■ **EXERCISE BRIEF**
Pick out every line in the listing below that contains the string "blue", matching case exactly, and copy each of those lines.

--- Start of PROVIDED RECORDS ---

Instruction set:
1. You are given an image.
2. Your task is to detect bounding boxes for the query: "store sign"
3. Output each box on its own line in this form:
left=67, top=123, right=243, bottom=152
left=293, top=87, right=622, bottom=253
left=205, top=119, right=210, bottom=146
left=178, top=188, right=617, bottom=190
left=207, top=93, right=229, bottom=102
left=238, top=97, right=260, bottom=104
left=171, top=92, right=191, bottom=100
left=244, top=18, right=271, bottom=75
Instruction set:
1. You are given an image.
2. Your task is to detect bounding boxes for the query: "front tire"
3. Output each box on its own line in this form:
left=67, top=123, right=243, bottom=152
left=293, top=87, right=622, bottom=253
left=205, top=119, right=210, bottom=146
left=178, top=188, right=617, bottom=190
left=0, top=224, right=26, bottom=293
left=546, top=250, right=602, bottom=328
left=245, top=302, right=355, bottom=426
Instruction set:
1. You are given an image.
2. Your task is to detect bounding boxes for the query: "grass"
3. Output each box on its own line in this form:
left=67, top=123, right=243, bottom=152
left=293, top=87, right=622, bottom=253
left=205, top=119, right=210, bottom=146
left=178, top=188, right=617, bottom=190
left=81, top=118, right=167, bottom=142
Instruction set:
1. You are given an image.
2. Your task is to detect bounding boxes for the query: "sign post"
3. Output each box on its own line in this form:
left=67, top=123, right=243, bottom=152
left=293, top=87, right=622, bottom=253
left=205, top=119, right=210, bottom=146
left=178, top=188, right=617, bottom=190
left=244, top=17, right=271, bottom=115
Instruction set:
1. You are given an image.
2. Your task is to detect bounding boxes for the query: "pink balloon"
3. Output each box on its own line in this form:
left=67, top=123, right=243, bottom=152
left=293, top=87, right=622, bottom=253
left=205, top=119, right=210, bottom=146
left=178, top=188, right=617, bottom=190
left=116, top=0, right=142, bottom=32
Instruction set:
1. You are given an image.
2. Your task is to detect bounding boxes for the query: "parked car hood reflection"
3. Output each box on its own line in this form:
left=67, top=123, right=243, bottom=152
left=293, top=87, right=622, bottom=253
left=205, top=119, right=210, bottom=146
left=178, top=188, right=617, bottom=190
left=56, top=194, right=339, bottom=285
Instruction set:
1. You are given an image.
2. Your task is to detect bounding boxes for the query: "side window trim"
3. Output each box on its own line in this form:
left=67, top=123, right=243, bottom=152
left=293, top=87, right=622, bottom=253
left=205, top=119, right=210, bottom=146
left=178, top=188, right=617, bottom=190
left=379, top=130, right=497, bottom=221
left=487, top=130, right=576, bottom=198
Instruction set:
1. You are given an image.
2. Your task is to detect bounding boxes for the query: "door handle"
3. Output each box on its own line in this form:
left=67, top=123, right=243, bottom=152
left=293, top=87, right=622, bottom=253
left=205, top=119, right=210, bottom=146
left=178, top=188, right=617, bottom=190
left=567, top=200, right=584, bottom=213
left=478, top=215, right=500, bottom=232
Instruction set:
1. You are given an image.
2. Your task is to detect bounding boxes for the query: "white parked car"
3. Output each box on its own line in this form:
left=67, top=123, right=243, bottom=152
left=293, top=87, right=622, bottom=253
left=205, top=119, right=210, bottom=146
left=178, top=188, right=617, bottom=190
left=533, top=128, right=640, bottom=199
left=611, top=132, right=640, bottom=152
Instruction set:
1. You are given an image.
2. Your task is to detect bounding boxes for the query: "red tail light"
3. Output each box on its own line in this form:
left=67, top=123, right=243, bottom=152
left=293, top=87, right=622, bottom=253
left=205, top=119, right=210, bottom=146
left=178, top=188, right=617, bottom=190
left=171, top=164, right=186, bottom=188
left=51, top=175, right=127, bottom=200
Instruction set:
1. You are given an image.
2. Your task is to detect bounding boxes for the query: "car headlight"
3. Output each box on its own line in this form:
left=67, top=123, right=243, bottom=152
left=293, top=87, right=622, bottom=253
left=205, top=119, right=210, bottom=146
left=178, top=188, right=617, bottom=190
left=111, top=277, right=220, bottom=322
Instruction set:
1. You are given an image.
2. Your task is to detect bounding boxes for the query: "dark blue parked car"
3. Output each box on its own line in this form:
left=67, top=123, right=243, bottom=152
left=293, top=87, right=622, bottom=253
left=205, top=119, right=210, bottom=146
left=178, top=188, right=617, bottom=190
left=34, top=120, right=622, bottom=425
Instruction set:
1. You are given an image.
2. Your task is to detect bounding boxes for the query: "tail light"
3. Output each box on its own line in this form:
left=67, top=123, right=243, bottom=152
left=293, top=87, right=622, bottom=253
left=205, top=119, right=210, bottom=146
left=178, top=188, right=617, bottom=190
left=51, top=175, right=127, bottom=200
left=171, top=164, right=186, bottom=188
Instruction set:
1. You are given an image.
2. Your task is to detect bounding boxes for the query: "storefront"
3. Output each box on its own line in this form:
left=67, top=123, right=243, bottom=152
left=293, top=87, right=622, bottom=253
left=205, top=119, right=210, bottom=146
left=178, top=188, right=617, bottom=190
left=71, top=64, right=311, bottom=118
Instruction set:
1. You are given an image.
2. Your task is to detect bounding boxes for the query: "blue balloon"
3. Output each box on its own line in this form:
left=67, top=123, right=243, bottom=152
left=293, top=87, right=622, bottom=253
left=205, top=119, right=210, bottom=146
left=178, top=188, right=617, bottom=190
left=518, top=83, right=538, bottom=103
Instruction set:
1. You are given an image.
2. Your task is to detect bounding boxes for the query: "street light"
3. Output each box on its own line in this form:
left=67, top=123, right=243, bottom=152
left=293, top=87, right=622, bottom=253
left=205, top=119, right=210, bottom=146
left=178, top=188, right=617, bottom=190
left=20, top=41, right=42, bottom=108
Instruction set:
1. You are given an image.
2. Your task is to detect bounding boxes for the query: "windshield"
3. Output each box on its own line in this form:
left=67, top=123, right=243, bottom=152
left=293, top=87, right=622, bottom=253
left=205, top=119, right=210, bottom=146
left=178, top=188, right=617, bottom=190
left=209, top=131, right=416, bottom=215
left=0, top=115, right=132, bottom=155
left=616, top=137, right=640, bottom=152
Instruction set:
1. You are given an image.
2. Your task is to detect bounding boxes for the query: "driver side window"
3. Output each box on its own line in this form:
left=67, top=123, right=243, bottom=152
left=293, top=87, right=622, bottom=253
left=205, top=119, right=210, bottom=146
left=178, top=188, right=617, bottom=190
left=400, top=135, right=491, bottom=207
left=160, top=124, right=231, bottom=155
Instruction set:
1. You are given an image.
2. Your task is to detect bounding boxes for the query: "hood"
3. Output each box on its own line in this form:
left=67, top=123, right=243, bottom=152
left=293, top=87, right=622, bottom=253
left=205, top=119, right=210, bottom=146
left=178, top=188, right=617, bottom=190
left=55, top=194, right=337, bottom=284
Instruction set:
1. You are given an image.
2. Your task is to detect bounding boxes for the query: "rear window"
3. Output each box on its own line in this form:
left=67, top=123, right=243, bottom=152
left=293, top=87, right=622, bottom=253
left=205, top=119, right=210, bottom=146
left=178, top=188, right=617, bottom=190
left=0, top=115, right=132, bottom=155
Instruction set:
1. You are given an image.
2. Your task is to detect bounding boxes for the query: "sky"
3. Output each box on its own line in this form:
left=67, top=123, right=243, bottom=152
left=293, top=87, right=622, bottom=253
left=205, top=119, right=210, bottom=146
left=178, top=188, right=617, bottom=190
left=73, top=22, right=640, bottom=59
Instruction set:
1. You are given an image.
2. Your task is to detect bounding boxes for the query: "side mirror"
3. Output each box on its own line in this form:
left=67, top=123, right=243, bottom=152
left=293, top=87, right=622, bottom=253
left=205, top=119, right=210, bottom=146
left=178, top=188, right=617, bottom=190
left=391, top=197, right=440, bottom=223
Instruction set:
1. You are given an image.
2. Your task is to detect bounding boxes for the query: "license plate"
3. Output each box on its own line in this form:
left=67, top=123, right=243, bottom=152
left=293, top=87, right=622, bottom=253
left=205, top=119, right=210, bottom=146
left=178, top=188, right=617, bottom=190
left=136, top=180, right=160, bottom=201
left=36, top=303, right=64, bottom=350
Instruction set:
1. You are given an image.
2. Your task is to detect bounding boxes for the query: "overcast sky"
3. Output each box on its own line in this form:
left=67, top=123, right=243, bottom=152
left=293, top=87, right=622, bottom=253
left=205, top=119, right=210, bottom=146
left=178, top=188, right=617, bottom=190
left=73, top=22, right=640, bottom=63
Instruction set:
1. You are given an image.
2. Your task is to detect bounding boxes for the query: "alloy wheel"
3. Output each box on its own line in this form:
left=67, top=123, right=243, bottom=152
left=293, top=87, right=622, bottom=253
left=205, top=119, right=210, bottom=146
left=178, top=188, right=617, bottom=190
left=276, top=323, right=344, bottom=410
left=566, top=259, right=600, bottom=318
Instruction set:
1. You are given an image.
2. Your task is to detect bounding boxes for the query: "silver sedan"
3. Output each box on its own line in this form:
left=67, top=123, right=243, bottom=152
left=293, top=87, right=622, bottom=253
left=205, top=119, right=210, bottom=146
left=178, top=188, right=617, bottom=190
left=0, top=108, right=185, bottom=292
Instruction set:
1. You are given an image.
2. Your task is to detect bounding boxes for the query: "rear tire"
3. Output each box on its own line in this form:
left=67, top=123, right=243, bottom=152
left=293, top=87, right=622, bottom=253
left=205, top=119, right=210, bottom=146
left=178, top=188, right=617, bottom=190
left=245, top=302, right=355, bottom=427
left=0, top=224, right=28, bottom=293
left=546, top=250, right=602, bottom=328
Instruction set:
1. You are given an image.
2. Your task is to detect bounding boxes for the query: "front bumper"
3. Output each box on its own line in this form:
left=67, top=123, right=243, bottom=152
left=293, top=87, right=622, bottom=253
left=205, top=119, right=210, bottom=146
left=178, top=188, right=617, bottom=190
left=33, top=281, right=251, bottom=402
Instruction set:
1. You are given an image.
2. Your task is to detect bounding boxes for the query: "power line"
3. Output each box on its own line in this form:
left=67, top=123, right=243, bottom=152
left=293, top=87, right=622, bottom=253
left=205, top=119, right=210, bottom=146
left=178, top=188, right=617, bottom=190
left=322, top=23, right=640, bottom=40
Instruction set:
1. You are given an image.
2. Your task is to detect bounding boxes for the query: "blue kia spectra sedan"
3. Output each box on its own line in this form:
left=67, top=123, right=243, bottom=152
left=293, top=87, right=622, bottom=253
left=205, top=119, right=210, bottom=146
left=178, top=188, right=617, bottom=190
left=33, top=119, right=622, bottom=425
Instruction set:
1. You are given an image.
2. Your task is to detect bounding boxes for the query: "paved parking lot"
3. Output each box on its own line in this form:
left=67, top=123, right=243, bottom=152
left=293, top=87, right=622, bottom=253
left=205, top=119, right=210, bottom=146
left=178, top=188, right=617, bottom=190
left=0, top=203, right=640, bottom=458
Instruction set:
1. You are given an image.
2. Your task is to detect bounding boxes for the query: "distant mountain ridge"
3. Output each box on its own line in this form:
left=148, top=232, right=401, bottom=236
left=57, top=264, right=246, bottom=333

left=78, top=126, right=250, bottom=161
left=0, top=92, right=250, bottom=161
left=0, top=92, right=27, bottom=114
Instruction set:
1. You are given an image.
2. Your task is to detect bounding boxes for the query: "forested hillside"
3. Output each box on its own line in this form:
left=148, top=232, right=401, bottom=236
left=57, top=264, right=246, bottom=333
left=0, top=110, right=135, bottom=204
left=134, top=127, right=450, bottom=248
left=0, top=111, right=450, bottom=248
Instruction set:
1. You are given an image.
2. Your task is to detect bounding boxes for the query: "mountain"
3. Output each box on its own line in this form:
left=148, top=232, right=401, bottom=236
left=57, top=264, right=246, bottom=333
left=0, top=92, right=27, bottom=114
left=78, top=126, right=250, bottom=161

--- End of PROVIDED RECORDS ---

■ **RESULT BELOW**
2. Your task is to detect bounding boxes for the query: "dark blue parked car"
2. Your task is to detect bounding boxes for the query: "blue balloon"
2. Your task is to detect bounding boxes for the query: "blue kia spectra sedan"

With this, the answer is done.